— Stored data entries —
....
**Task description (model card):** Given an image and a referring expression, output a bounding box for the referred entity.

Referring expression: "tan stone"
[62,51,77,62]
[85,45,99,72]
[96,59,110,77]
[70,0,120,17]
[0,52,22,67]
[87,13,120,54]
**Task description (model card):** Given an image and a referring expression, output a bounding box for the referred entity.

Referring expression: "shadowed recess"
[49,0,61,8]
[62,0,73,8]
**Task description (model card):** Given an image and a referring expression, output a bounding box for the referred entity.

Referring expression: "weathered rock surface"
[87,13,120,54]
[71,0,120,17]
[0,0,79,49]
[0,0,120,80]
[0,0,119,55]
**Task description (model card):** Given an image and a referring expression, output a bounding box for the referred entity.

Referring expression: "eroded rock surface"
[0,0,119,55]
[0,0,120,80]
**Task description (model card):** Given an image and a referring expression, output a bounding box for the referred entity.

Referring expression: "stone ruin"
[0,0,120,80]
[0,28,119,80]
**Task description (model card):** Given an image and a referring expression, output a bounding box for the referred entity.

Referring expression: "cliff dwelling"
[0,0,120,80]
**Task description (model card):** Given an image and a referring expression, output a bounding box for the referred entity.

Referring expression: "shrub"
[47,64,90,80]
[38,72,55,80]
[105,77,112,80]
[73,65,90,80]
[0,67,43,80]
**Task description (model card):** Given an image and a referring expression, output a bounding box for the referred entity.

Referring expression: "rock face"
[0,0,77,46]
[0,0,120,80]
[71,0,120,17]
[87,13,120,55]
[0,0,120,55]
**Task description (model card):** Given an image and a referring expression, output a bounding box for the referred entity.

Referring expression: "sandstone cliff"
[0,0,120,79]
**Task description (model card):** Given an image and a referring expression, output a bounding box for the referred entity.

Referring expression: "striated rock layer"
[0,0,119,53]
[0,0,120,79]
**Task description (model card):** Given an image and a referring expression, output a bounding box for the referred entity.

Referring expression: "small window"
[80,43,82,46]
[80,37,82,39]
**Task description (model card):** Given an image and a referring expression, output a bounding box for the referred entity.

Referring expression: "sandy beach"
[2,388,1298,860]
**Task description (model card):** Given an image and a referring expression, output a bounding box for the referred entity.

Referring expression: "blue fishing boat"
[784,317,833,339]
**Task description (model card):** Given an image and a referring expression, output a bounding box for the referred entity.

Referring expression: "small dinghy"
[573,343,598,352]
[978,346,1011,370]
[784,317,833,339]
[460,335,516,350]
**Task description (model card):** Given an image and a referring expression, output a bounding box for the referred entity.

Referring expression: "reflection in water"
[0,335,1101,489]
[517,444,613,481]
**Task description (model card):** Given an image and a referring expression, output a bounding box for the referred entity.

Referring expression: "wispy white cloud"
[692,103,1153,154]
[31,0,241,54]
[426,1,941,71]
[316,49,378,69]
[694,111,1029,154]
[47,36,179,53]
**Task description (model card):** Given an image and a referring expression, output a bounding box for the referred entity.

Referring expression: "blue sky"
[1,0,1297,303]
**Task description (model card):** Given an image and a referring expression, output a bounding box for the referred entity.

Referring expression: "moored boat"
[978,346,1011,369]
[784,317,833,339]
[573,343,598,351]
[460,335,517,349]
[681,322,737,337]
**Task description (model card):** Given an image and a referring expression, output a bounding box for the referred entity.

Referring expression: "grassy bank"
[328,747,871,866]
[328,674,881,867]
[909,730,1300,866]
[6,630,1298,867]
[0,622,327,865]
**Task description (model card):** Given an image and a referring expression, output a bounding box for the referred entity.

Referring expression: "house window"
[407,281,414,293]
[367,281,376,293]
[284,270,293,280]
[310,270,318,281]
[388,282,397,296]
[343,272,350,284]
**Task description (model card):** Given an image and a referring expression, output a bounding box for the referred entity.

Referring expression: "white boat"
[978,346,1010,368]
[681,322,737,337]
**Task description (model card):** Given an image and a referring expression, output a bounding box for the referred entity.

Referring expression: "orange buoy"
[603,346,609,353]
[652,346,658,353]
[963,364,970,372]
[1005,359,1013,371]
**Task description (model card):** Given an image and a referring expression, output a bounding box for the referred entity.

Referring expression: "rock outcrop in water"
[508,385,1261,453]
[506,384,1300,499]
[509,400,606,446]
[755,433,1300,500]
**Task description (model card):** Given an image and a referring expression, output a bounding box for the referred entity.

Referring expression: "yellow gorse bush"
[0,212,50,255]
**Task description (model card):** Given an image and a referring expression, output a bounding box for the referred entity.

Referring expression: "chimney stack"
....
— What you need to do —
Would you please write out the entries again exactly?

— Written answer —
**Task description (model card):** Given an image and a referring expression, output a bounding box for the referred entity.

Referring expression: "tan stone"
[62,51,77,62]
[85,45,99,72]
[96,59,110,77]
[70,0,120,17]
[0,52,22,67]
[87,13,120,54]
**Task description (model card):** Given an image and a referring expression, output a bounding box for the referred entity.

Referring expression: "shadowed recess"
[49,0,61,8]
[62,0,73,8]
**Task description (model card):** Given an image and a referring expression, output a bounding box for the referred entity.

Referring expression: "weathered rock surface"
[87,13,120,54]
[71,0,120,17]
[0,0,79,49]
[0,0,120,80]
[0,0,119,55]
**Task description (model card):** Given an image and a referring expression, output a bounding box for the referred entity.

Referring expression: "eroded rock surface"
[0,0,119,55]
[0,0,120,80]
**Task description (model card):** Given an image and a referring expression, output a bounding box for the referred entity.

Referring expression: "stone ruin"
[0,0,120,80]
[0,28,119,80]
**Task description (model card):** Given an image and a referring expression, output a bounding box for the referred entity.

Referring expression: "cliff dwelling"
[0,0,120,80]
**Task description (model card):** Given an image and a referring expression, output a bounding box for the referred entity.

Referring expression: "shrub"
[47,64,90,80]
[38,72,55,80]
[105,77,112,80]
[73,65,90,80]
[0,67,43,80]
**Task description (model card):** Given an image and a referring expression, output a bounding box for the referred entity.

Referring expression: "rock face"
[0,0,77,46]
[0,0,120,80]
[71,0,120,17]
[87,13,120,55]
[0,0,120,55]
**Task description (model card):** Given an image and a referring expression, output a bounding box for the referred entity.

Referring expression: "sandstone cliff"
[0,0,120,79]
**Task description (model card):** Given an image and a referring expression, output a bounding box for the referred entity.

Referring expression: "striated rock layer"
[0,0,119,53]
[0,0,120,79]
**Task description (model card):** Given an image and a referring expression, output a bounding box for the referred entity.

Referring expression: "small window"
[80,43,82,46]
[80,37,82,39]
**Task description (model card):** Given an image and a referring expression, output a bounding box for the referred entity.

Referring expression: "sandy beach"
[2,388,1298,860]
**Task description (model card):** Given an image and a referring expression, output a bounding box for the referred entity.

Referring expression: "blue fishing boat"
[784,317,833,339]
**Task description (model card):** Given an image and a referring expression, output a bounding box for the referred entity.

Referring expression: "small dinghy"
[573,343,598,352]
[978,346,1011,370]
[784,317,833,339]
[460,335,516,350]
**Task description (model card):** Given an image and a referring expression, output a bounding box for the referred entity.

Referring expression: "reflection in water"
[0,335,1101,489]
[517,444,613,481]
**Task description (model card):** Given an image and a referring expression, output a bounding box for the referred entity.

Referring expression: "wispy white cloud"
[692,103,1153,154]
[31,0,241,54]
[426,1,941,71]
[316,49,378,69]
[694,111,1029,154]
[47,36,179,53]
**Task description (model card):** Given an image and a referring expression, output a bounding box for the referred entity.

Referring expression: "blue sky"
[1,0,1297,303]
**Task description (model card):** Given an image and a referring expression, output a bounding box for the referred entity.

Referring expression: "moored boat"
[978,346,1011,369]
[784,317,833,339]
[573,343,598,351]
[460,335,517,349]
[681,322,737,337]
**Task description (model card):** Given an image and a referring expression, output a bounding box for the referred entity.

Referring expression: "grassy bank"
[328,747,871,866]
[328,674,881,867]
[909,730,1300,866]
[6,630,1298,867]
[0,622,327,865]
**Task description (model card):** Given an image and a referring expression, output a bounding box for the referred entity.

Referring expression: "house window"
[407,281,414,293]
[367,281,376,293]
[284,270,293,280]
[310,270,318,281]
[388,282,397,296]
[343,272,350,284]
**Task description (model card):** Given an image and a referring expression, output a bounding box for the referred entity.

Referring expression: "white boat"
[978,346,1010,368]
[681,322,737,337]
**Task description (model card):** Given an image and a referring expression, output a bounding box for the referred entity.

Referring expression: "orange buoy"
[603,346,609,353]
[652,346,658,353]
[963,364,970,372]
[1005,359,1013,371]
**Task description (model card):** Given an image and a referring expression, output a bounding box for the referred entity.

Referring expression: "rock outcrop in water"
[508,385,1261,453]
[506,384,1300,499]
[509,400,606,446]
[755,433,1300,500]
**Task description (model card):** Given an image and a referring expression, output a bounding box for the referred entity.

Referring expression: "yellow gorse bush"
[0,212,50,255]
**Task description (model card):** Given an image and a referring expression, output a bounding box for the referred entity.

Referring expression: "chimney stack"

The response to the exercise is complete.